*REQUIRED TASK:* Collect every line in the records below that contains the word "tattooed", and copy each one in full.

*GIVEN ENTRIES:*
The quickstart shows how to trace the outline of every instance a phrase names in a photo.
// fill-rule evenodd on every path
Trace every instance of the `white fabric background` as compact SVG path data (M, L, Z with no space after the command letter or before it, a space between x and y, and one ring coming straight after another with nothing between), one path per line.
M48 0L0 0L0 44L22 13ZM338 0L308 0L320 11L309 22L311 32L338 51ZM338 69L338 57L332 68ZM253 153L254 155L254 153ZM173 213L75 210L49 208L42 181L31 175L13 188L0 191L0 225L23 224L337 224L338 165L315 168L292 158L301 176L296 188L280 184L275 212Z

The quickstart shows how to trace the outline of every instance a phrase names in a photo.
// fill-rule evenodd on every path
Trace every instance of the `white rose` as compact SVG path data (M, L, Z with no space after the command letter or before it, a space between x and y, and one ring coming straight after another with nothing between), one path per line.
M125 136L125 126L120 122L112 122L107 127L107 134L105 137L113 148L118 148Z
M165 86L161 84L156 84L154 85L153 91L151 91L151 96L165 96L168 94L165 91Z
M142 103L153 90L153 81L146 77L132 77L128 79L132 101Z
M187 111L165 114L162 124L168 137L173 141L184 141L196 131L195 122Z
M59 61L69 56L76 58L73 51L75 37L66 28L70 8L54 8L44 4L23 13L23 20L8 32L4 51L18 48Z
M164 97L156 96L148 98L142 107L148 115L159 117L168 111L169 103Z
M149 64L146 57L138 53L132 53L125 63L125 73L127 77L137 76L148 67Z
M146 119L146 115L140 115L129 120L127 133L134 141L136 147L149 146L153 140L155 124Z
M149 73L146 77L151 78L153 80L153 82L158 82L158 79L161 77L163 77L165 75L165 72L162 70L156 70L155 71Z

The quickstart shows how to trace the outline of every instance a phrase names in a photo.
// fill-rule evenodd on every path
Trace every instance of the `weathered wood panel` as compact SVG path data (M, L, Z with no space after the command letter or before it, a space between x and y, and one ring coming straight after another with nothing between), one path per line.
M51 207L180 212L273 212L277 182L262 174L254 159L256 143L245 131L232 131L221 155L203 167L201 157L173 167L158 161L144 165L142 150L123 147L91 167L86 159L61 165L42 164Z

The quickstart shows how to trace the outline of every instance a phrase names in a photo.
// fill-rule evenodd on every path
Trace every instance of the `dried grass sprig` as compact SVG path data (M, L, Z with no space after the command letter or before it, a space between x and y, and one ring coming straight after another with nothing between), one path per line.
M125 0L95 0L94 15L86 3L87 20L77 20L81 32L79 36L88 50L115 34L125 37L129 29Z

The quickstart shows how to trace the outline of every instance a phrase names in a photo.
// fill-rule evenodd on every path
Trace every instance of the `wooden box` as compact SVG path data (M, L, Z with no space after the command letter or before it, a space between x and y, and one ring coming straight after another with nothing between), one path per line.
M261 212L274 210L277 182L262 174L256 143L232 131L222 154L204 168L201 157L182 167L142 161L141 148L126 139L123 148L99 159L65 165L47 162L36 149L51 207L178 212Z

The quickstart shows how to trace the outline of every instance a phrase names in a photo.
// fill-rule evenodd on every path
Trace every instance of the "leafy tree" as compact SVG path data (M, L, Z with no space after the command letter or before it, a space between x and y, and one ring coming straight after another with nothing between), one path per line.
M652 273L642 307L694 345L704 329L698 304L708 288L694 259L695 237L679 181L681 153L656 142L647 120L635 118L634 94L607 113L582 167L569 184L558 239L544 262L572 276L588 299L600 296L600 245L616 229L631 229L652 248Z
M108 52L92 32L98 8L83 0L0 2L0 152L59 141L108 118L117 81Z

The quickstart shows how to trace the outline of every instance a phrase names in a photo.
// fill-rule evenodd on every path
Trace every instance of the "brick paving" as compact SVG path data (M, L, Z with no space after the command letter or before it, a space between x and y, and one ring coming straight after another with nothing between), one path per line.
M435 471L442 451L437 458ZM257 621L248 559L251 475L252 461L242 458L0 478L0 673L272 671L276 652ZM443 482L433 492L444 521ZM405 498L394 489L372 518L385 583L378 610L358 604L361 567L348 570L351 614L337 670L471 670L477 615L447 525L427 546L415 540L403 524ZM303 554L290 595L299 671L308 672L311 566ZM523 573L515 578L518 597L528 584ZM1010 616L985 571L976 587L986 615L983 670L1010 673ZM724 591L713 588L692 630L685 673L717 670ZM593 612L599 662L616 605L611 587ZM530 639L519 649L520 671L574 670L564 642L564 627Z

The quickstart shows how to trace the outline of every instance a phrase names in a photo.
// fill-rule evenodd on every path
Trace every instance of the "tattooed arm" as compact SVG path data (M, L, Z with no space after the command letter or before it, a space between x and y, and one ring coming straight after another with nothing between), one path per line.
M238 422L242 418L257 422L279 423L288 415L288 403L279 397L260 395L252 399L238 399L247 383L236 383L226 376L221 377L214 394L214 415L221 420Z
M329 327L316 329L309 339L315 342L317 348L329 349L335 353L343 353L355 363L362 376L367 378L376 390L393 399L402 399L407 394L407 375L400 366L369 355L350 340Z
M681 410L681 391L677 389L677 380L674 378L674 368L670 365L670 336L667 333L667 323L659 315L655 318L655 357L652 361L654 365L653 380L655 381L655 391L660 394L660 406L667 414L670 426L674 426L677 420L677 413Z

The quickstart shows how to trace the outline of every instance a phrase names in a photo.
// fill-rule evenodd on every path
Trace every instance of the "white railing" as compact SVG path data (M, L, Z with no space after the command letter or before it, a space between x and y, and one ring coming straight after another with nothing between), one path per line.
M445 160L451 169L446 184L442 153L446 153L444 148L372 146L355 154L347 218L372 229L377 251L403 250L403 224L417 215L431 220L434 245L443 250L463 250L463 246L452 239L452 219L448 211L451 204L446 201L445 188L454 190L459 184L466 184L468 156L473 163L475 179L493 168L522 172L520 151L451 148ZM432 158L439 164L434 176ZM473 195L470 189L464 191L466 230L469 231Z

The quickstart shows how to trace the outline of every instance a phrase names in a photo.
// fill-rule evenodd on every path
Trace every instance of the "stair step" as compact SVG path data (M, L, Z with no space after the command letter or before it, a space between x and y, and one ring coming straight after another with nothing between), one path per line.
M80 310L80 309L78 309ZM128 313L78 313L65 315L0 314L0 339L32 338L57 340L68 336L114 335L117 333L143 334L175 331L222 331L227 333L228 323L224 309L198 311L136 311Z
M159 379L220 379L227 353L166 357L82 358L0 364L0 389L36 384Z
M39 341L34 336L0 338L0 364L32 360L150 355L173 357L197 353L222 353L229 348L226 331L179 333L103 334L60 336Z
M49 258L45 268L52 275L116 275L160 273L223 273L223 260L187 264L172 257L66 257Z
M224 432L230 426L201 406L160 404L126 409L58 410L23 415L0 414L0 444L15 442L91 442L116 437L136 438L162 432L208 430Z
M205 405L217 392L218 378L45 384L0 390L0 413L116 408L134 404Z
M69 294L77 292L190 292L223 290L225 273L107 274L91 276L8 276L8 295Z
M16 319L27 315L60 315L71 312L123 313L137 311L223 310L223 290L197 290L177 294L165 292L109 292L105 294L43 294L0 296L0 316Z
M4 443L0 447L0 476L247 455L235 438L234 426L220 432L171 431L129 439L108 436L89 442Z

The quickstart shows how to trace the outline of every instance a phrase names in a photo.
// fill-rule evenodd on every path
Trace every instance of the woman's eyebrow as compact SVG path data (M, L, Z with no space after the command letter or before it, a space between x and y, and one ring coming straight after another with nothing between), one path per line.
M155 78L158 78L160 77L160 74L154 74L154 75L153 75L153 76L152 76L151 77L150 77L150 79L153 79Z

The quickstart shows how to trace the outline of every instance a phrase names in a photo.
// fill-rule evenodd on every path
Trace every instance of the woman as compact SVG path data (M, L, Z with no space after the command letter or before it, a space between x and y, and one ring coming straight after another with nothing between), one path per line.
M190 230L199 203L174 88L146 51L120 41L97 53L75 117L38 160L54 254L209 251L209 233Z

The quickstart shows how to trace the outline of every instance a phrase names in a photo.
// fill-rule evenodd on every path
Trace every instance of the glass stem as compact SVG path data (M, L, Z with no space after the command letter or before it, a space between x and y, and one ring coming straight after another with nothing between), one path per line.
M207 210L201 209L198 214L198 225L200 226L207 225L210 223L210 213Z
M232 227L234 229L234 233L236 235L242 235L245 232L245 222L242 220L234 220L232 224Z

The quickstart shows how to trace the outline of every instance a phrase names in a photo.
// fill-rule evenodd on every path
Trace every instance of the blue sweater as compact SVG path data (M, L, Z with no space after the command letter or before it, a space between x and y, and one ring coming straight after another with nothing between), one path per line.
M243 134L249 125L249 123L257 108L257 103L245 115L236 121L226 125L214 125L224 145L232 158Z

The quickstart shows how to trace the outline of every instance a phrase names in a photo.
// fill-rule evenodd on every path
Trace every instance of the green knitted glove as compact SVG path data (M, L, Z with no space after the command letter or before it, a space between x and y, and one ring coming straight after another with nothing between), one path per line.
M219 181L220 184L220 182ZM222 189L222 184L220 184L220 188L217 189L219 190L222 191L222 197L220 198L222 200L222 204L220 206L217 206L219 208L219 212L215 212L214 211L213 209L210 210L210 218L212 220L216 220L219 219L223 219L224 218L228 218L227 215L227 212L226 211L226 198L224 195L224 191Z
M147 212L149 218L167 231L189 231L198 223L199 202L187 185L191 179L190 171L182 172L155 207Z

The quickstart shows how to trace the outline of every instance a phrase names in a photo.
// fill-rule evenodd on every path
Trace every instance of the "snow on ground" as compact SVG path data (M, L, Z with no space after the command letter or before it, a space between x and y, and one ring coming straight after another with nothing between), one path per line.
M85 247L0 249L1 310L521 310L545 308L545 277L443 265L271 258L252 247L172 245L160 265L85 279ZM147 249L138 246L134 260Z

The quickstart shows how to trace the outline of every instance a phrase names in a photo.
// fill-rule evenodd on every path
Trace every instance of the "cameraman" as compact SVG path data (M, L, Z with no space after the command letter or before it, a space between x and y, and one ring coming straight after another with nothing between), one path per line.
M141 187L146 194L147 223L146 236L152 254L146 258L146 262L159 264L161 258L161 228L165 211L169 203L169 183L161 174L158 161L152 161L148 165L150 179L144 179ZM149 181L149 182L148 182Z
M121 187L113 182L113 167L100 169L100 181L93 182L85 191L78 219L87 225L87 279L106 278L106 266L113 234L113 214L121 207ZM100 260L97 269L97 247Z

*REPLY:*
Trace every instance of the "tattooed arm" as compact SVG path data (M, L, Z with no space after the command letter or before it, a space between x and y, and one ring coming straight after another with nothing between), one path per line.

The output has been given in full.